- [EXERCISE MATERIAL]
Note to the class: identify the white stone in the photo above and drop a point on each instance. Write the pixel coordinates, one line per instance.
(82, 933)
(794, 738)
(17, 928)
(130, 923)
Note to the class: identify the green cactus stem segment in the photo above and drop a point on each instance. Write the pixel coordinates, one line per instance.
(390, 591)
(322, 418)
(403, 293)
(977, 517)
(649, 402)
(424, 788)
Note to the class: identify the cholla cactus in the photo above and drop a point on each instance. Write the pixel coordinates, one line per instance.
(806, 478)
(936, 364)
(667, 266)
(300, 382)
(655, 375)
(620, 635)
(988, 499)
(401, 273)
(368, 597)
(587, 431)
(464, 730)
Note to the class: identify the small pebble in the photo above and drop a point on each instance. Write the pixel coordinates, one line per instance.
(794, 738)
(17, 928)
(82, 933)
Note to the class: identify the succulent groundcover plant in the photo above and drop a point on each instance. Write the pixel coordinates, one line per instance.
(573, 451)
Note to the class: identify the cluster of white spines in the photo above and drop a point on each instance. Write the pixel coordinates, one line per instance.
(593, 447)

...

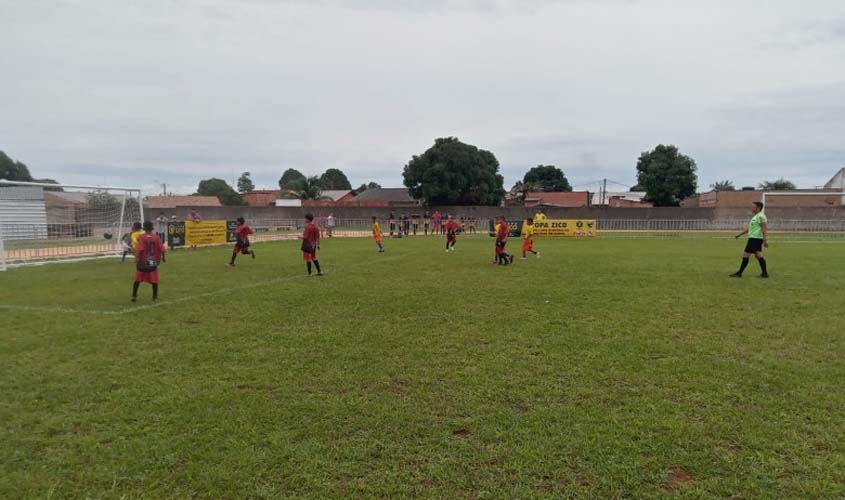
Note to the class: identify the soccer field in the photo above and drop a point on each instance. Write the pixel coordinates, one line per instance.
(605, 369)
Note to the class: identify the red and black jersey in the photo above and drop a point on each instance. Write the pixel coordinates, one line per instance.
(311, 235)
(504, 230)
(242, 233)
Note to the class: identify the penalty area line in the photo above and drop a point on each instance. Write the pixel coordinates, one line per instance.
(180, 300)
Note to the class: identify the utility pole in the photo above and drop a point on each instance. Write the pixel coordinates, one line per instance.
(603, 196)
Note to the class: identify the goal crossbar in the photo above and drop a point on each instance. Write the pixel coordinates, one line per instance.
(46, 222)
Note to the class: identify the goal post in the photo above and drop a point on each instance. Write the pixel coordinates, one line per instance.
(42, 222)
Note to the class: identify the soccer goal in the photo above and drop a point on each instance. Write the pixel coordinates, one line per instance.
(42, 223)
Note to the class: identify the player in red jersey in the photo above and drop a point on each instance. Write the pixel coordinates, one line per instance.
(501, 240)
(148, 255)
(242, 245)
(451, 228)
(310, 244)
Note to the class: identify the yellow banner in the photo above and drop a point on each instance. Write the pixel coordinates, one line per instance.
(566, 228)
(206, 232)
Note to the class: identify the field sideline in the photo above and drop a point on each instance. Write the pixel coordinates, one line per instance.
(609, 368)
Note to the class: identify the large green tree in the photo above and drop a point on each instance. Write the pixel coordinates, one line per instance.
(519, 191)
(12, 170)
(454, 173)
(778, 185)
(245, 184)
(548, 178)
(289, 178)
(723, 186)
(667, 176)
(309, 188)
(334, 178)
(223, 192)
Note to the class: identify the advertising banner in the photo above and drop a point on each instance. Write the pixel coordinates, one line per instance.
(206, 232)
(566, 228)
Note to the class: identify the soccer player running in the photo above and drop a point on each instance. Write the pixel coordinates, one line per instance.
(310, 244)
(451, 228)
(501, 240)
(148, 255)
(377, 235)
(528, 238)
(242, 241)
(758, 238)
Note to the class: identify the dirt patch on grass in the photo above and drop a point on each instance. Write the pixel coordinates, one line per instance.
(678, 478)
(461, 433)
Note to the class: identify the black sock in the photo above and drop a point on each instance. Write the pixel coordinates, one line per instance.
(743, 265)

- [DESCRIPTION OF THE TASK]
Pick out each line in the listing above that contains the word "jersey", and copy those lines out in full.

- [EXERCISE RESPONSE]
Note to the class: identify the red and black jersey in the photo above and drop a point on each instance. Write the pixel coordinates, one line per instance.
Note to the class: identify the player in red jersey in the photo above and drop a point on each instance. Write the pixel coordinates, one line per instance.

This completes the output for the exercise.